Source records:
— begin —
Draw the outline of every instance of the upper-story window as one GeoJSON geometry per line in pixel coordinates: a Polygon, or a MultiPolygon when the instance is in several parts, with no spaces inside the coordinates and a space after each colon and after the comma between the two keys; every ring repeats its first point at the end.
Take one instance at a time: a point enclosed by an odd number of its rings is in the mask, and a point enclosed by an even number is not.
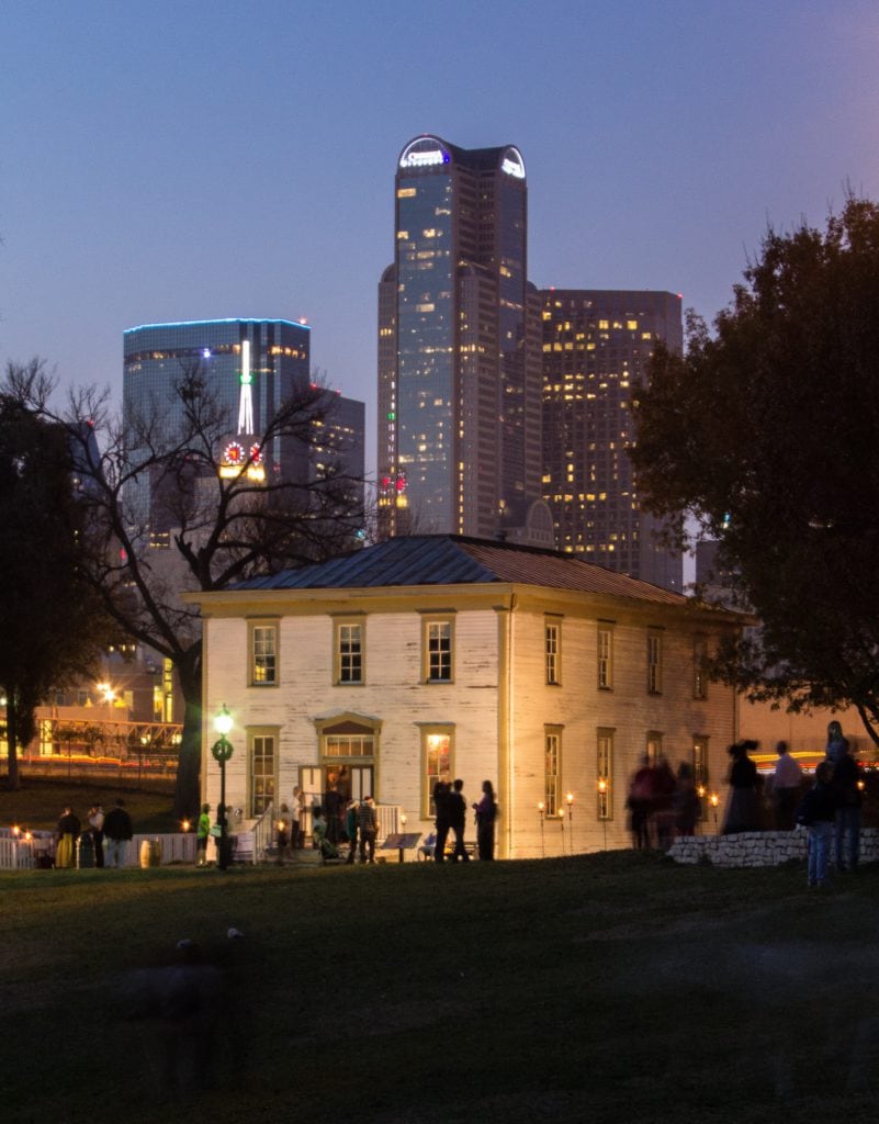
{"type": "Polygon", "coordinates": [[[451,619],[424,622],[424,678],[428,683],[448,683],[453,678],[454,624],[451,619]]]}
{"type": "Polygon", "coordinates": [[[251,624],[251,686],[274,687],[278,682],[278,625],[251,624]]]}
{"type": "Polygon", "coordinates": [[[614,687],[614,629],[598,626],[598,687],[609,691],[614,687]]]}
{"type": "Polygon", "coordinates": [[[647,691],[662,691],[662,636],[658,632],[647,633],[647,691]]]}
{"type": "Polygon", "coordinates": [[[544,652],[546,658],[546,682],[552,685],[562,681],[562,623],[546,618],[543,627],[544,652]]]}
{"type": "Polygon", "coordinates": [[[708,643],[705,636],[696,636],[692,642],[692,697],[708,697],[708,677],[705,668],[708,662],[708,643]]]}
{"type": "Polygon", "coordinates": [[[336,634],[336,682],[364,682],[363,649],[364,624],[362,620],[337,620],[336,634]]]}

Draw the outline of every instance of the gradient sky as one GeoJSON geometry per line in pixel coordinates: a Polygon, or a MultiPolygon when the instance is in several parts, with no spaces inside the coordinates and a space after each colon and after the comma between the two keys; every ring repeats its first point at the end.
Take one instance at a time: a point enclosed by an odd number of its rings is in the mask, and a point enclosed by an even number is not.
{"type": "Polygon", "coordinates": [[[877,0],[0,0],[0,364],[307,318],[368,404],[404,144],[517,145],[531,280],[710,318],[767,223],[879,199],[877,0]]]}

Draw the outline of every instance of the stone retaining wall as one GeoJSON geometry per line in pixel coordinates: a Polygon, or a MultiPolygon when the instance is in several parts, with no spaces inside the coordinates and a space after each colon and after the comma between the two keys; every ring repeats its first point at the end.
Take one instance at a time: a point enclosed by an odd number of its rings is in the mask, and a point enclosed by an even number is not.
{"type": "MultiPolygon", "coordinates": [[[[686,835],[674,840],[668,853],[676,862],[709,862],[714,867],[779,867],[791,859],[805,859],[807,841],[808,834],[803,827],[792,832],[686,835]]],[[[879,828],[861,830],[861,862],[879,862],[879,828]]]]}

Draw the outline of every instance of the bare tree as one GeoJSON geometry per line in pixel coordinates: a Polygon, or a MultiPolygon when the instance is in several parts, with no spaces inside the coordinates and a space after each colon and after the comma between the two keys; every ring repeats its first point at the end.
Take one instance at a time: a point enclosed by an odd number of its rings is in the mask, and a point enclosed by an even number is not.
{"type": "Polygon", "coordinates": [[[54,383],[42,370],[10,371],[7,383],[30,409],[64,425],[76,448],[88,581],[119,627],[178,673],[185,713],[174,808],[191,816],[199,803],[202,649],[198,610],[181,593],[226,589],[356,545],[363,481],[343,471],[347,450],[327,447],[336,396],[302,381],[230,465],[223,451],[232,422],[199,363],[181,365],[172,402],[125,417],[94,387],[70,391],[56,410],[54,383]]]}

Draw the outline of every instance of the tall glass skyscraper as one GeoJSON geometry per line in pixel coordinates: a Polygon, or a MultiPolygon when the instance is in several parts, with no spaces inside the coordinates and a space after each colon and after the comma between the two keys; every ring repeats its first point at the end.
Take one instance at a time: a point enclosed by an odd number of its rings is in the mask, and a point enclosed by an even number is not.
{"type": "MultiPolygon", "coordinates": [[[[200,375],[228,418],[229,442],[239,433],[260,435],[282,402],[310,378],[310,329],[291,320],[224,319],[147,324],[125,332],[123,409],[135,418],[162,419],[171,435],[183,423],[176,393],[183,370],[198,364],[200,375]],[[243,393],[243,389],[245,393],[243,393]],[[246,405],[245,405],[246,404],[246,405]]],[[[332,450],[344,456],[344,471],[363,477],[363,404],[332,395],[333,408],[310,452],[301,442],[277,437],[261,450],[266,469],[283,479],[307,480],[316,457],[332,450]]],[[[220,455],[221,451],[216,451],[220,455]]],[[[134,454],[136,459],[137,454],[134,454]]],[[[156,527],[149,481],[139,479],[128,496],[135,522],[156,527]]]]}
{"type": "Polygon", "coordinates": [[[656,537],[627,448],[632,398],[658,339],[683,346],[681,298],[670,292],[546,289],[543,320],[543,487],[556,547],[681,591],[680,553],[656,537]]]}
{"type": "Polygon", "coordinates": [[[396,255],[379,288],[381,531],[550,545],[522,154],[422,136],[395,183],[396,255]]]}

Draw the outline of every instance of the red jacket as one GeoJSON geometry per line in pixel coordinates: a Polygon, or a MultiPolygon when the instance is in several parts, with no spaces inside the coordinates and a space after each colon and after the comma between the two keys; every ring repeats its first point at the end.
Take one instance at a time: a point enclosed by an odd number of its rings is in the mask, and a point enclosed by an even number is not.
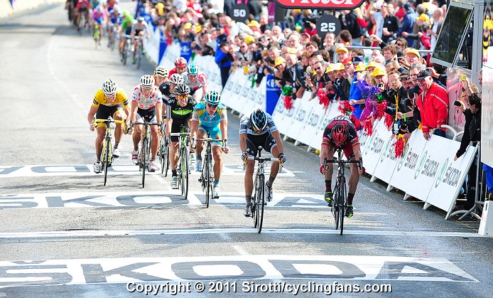
{"type": "Polygon", "coordinates": [[[448,115],[447,90],[433,83],[428,92],[422,92],[416,100],[416,106],[421,113],[423,132],[430,132],[438,125],[445,124],[448,115]]]}

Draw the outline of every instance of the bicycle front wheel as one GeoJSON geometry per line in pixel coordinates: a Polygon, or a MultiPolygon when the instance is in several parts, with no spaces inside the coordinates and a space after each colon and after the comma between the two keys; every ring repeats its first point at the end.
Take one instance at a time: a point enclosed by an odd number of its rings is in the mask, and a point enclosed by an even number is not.
{"type": "Polygon", "coordinates": [[[103,152],[103,158],[104,159],[104,161],[102,163],[103,165],[103,167],[104,168],[103,171],[104,171],[104,186],[106,186],[106,181],[108,179],[108,168],[109,168],[109,164],[111,161],[109,160],[110,155],[109,152],[110,150],[112,149],[112,142],[109,139],[107,139],[106,140],[106,144],[103,147],[103,150],[104,151],[103,152]]]}
{"type": "Polygon", "coordinates": [[[141,148],[141,167],[142,168],[142,188],[146,183],[146,169],[147,169],[147,139],[144,138],[142,141],[142,148],[141,148]]]}
{"type": "Polygon", "coordinates": [[[264,222],[264,207],[265,197],[264,187],[265,186],[265,179],[264,176],[259,176],[257,178],[256,189],[255,190],[255,219],[256,221],[256,231],[260,233],[262,231],[262,223],[264,222]]]}
{"type": "Polygon", "coordinates": [[[181,156],[181,194],[186,200],[188,196],[188,150],[183,149],[181,156]]]}

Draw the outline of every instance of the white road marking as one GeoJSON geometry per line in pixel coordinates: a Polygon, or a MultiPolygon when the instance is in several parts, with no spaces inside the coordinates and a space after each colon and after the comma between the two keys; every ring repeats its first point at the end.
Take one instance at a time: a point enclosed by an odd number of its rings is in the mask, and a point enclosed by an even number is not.
{"type": "MultiPolygon", "coordinates": [[[[149,282],[304,280],[479,282],[445,258],[229,255],[0,261],[0,287],[149,282]]],[[[204,282],[210,284],[209,282],[204,282]]],[[[191,285],[193,282],[191,282],[191,285]]],[[[240,283],[239,289],[241,289],[240,283]]],[[[322,288],[321,292],[324,289],[322,288]]],[[[317,292],[320,292],[318,290],[317,292]]]]}
{"type": "MultiPolygon", "coordinates": [[[[45,232],[18,232],[0,233],[0,239],[23,239],[23,238],[60,238],[67,237],[102,237],[102,236],[136,236],[149,235],[213,235],[213,234],[250,234],[256,233],[254,228],[190,228],[190,229],[164,229],[164,230],[60,230],[45,232]]],[[[263,234],[327,234],[337,235],[339,231],[334,229],[322,228],[262,228],[263,234]]],[[[435,232],[435,231],[403,231],[403,230],[350,230],[345,229],[345,235],[359,235],[372,236],[393,237],[462,237],[462,238],[489,238],[482,236],[476,233],[464,232],[435,232]]]]}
— end —
:: EXERCISE DESCRIPTION ::
Exactly and only the lines from the one containing "Draw the outline of every instance of the white" through the end of the material are to be reproduced, both ends included.

:: FINISHED EXERCISE ::
Draw the outline of every instance of the white road marking as one GeoJSON geometry per line in pixel coordinates: a Polygon, or a MultiPolygon when the instance is in several parts, with no spaces inside the coordinates and a space after each colon and after the comma between the two keys; every ring repeats its first point at the end.
Take one instance at a time: a point enclosed by an odd number of its rings is in the mask, and a point enclosed by an even number is not.
{"type": "MultiPolygon", "coordinates": [[[[149,282],[304,280],[479,282],[445,258],[229,255],[0,261],[0,287],[149,282]]],[[[204,282],[210,284],[209,282],[204,282]]],[[[191,285],[193,282],[191,282],[191,285]]],[[[240,283],[239,289],[241,289],[240,283]]],[[[322,288],[321,292],[324,289],[322,288]]],[[[317,292],[320,292],[318,290],[317,292]]]]}
{"type": "MultiPolygon", "coordinates": [[[[45,232],[18,232],[0,233],[0,239],[23,239],[23,238],[60,238],[67,237],[102,237],[102,236],[136,236],[149,235],[213,235],[213,234],[250,234],[256,233],[254,228],[190,228],[190,229],[164,229],[164,230],[60,230],[45,232]]],[[[263,234],[327,234],[337,235],[339,231],[334,229],[322,228],[262,228],[263,234]]],[[[435,232],[435,231],[403,231],[403,230],[350,230],[345,229],[345,235],[359,235],[372,236],[393,237],[462,237],[462,238],[489,238],[482,236],[476,233],[464,232],[435,232]]]]}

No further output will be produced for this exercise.